» Selected text:
** start **

GENRE: Horror and Comedy

The history of film shows that the art of movie making has continually questioned the society around it and challenged more conservative viewpoints. The Children’s Hour brought up the rights of gay and lesbian couples as early as 1961, and the classic One Flew Over The Cuckoo’s Nest challenged society’s views on mental health rights back in 1975. Some films, on the other hand, bring about the issue of political correctness and turn the social stereotypes on their proverbial heels. Doghouse is one of those films, and the project gleefully lampoons male and female stereotypes in a droll manner best done by the British.

Vince (played by Stephen Graham) is the in process of going through a messy divorce and as a result has depression issues. In order to cheer him up, five of his friends who have relationship issues of their own decide to head up into northernEnglandto escape their problems and according to Neil (Danny Dyer) “get so drunk we can’t remember how to speak (and) communicate in grunts like Neanderthals.” When arriving in the small town of Moodley (picked because the ratio of women to men happens to be four to one) they discover a deserted town where men are absent. They learn that a military experiment had gone wrong and turned all the women into cannibalistic zombies who have a taste for anybody with a penis. Faced with a horde of females with the worst case of PMS ever recorded, the guys are forced to hunker down and turn their drunken misogynistic vacation into a struggle for survival.

** end **

» Supplied entries:
** start **

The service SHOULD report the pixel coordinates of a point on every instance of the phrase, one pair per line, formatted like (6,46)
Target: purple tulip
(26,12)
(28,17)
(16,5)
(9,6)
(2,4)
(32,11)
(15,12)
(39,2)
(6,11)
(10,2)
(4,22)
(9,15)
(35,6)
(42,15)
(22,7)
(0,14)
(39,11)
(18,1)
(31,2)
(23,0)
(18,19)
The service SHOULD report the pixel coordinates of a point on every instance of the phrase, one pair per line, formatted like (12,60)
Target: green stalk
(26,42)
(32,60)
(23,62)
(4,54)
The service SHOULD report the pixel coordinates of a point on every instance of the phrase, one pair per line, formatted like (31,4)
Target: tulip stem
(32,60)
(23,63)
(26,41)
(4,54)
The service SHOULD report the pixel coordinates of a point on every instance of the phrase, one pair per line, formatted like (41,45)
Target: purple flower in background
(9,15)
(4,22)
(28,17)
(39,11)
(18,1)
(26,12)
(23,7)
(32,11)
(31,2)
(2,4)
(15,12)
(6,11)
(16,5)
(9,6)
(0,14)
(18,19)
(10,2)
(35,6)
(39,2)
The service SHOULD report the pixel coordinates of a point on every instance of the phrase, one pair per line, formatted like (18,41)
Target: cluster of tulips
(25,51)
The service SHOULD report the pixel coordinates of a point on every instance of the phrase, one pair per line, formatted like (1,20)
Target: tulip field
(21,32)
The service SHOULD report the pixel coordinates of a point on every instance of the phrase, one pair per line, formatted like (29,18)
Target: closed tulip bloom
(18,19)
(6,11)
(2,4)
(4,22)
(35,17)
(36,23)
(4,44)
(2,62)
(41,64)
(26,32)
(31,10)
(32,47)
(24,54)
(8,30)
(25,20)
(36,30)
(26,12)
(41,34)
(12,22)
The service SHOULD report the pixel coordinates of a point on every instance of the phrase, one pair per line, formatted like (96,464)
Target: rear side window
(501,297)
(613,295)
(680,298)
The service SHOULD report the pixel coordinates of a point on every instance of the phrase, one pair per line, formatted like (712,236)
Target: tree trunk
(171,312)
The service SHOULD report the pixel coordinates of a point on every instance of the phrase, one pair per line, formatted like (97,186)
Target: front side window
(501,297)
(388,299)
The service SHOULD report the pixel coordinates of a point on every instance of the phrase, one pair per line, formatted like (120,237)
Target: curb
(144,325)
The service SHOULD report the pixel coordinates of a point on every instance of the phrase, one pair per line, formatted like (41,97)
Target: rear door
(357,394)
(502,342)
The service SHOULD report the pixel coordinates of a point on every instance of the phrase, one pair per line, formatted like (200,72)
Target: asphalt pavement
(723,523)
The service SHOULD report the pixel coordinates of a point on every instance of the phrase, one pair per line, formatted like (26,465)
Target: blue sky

** end **

» Written request A: Duplicate everything in the Doghouse review from "GENRE: Horror and" down to "by the British.".
» Written request B: Please rewrite the paragraph of the Doghouse review that begins "The history of film shows" as a short bulleted list that keeps its main facts.
These records were drawn from a separate source.

» Full output A:
GENRE: Horror and Comedy

The history of film shows that the art of movie making has continually questioned the society around it and challenged more conservative viewpoints. The Children’s Hour brought up the rights of gay and lesbian couples as early as 1961, and the classic One Flew Over The Cuckoo’s Nest challenged society’s views on mental health rights back in 1975. Some films, on the other hand, bring about the issue of political correctness and turn the social stereotypes on their proverbial heels. Doghouse is one of those films, and the project gleefully lampoons male and female stereotypes in a droll manner best done by the British.

» Full output B:
- Throughout film history, moviemaking has questioned society and challenged conservative views.
- The Children's Hour raised the rights of gay and lesbian couples in 1961.
- One Flew Over The Cuckoo's Nest challenged society's views on mental health rights in 1975.
- Some films instead take on political correctness and turn social stereotypes on their heels.
- Doghouse is one of these films, cheerfully mocking male and female stereotypes in a droll, British style.